↓↓↓

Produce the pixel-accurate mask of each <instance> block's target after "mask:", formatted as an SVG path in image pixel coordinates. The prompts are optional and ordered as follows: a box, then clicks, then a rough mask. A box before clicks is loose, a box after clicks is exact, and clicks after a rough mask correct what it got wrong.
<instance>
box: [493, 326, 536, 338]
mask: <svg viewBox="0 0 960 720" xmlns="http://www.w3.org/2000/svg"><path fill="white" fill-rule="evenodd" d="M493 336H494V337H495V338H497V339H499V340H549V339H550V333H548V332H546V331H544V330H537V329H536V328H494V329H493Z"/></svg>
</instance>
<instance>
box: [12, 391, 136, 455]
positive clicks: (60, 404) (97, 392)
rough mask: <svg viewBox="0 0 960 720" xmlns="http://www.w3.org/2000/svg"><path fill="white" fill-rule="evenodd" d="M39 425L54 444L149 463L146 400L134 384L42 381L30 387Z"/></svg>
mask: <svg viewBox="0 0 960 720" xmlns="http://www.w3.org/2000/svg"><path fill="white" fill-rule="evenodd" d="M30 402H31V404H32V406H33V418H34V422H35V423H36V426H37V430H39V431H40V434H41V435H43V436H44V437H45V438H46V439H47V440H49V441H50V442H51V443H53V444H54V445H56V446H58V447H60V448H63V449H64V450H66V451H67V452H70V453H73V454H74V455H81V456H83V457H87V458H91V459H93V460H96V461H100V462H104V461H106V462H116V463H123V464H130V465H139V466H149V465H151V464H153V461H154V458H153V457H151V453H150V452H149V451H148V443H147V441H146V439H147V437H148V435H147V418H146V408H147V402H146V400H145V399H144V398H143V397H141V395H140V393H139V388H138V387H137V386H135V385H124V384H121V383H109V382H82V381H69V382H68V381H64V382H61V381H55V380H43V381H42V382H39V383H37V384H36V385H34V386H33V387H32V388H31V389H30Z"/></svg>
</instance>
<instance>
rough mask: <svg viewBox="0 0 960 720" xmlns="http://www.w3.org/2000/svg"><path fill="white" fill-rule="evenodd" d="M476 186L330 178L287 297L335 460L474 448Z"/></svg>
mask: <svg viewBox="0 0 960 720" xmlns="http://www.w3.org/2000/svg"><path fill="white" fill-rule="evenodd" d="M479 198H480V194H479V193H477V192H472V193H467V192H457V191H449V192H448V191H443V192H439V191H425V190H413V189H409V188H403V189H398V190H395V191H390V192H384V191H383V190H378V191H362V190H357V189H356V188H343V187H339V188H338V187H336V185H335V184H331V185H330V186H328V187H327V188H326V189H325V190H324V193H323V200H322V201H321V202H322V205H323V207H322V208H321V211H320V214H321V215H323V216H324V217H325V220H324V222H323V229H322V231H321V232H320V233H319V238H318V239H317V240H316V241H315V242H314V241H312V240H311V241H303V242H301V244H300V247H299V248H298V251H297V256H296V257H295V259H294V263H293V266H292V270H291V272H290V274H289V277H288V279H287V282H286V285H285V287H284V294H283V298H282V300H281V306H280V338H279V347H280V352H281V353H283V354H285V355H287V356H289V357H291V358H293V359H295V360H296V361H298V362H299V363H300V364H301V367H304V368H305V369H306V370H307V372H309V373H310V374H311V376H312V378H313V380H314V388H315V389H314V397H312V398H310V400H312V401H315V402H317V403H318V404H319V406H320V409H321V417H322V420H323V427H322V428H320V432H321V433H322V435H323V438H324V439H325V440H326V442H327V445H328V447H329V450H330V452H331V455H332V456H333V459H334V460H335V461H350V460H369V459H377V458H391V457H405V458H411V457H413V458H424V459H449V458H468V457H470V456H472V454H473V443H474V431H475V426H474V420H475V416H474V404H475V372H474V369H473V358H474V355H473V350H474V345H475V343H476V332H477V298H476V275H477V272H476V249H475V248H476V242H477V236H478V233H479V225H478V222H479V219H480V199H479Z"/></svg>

↑↑↑

Output every entry again, exactly as given.

The answer =>
Produce the pixel-accurate mask of each <instance> block's target after "mask:", formatted as an SVG path in image pixel coordinates. The prompts are optional and ordered as follows: a box, then clicks, then a rough mask. A box before clicks is loose, a box after clicks is exact, and clicks after a rough mask correct what it got wrong.
<instance>
box: [493, 326, 536, 338]
mask: <svg viewBox="0 0 960 720" xmlns="http://www.w3.org/2000/svg"><path fill="white" fill-rule="evenodd" d="M493 336H494V337H495V338H497V339H499V340H549V339H550V333H548V332H546V331H544V330H537V329H536V328H494V329H493Z"/></svg>
</instance>
<instance>
box: [12, 391, 136, 455]
positive clicks: (60, 404) (97, 392)
rough mask: <svg viewBox="0 0 960 720" xmlns="http://www.w3.org/2000/svg"><path fill="white" fill-rule="evenodd" d="M39 425L54 444L149 463L146 400L134 384L42 381L30 387Z"/></svg>
mask: <svg viewBox="0 0 960 720" xmlns="http://www.w3.org/2000/svg"><path fill="white" fill-rule="evenodd" d="M30 402H31V404H32V406H33V418H34V422H35V423H36V426H37V430H39V431H40V434H41V435H43V436H44V437H45V438H46V439H47V440H49V441H50V442H51V443H53V444H54V445H56V446H58V447H60V448H63V449H64V450H66V451H67V452H70V453H73V454H74V455H81V456H83V457H87V458H91V459H93V460H96V461H100V462H104V461H106V462H116V463H123V464H130V465H139V466H149V465H151V464H153V461H154V458H153V457H151V453H150V452H149V451H148V443H147V441H146V439H147V437H148V435H147V418H146V408H147V402H146V400H145V399H144V398H143V397H141V395H140V393H139V388H138V387H137V386H135V385H124V384H121V383H109V382H82V381H69V382H68V381H64V382H61V381H55V380H43V381H42V382H39V383H37V384H36V385H34V386H33V387H32V388H31V389H30Z"/></svg>
</instance>
<instance>
rough mask: <svg viewBox="0 0 960 720" xmlns="http://www.w3.org/2000/svg"><path fill="white" fill-rule="evenodd" d="M476 186L330 178L287 297L335 460L474 448Z"/></svg>
mask: <svg viewBox="0 0 960 720" xmlns="http://www.w3.org/2000/svg"><path fill="white" fill-rule="evenodd" d="M479 198H480V194H479V193H477V192H472V193H467V192H457V191H449V192H448V191H443V192H439V191H425V190H413V189H409V188H403V189H398V190H395V191H390V192H384V191H383V190H378V191H362V190H357V189H356V188H343V187H339V188H338V187H336V185H335V184H331V185H330V186H328V187H327V188H326V189H325V190H324V193H323V200H322V201H321V202H322V205H323V207H322V208H321V211H320V214H321V215H323V216H324V217H325V220H324V222H323V229H322V231H321V232H320V233H319V238H318V239H317V240H316V241H315V242H314V241H312V240H311V241H303V242H301V244H300V247H299V248H298V251H297V256H296V257H295V259H294V263H293V266H292V270H291V272H290V274H289V277H288V279H287V282H286V285H285V287H284V294H283V298H282V300H281V306H280V338H279V347H280V352H281V353H283V354H285V355H287V356H289V357H291V358H293V359H295V360H296V361H298V362H299V363H300V364H301V367H304V368H305V369H306V370H307V372H309V373H310V374H311V376H312V378H313V380H314V388H315V389H314V397H312V398H310V400H312V401H315V402H317V403H318V404H319V406H320V409H321V417H322V420H323V427H322V428H320V432H321V433H322V435H323V438H324V439H325V440H326V442H327V445H328V447H329V450H330V452H331V455H332V456H333V459H334V460H335V461H350V460H369V459H377V458H391V457H405V458H411V457H413V458H424V459H449V458H468V457H470V456H472V454H473V443H474V431H475V426H474V420H475V416H474V404H475V372H474V369H473V358H474V355H473V350H474V345H475V343H476V332H477V298H476V275H477V272H476V249H475V248H476V242H477V236H478V233H479V225H478V222H479V219H480V199H479Z"/></svg>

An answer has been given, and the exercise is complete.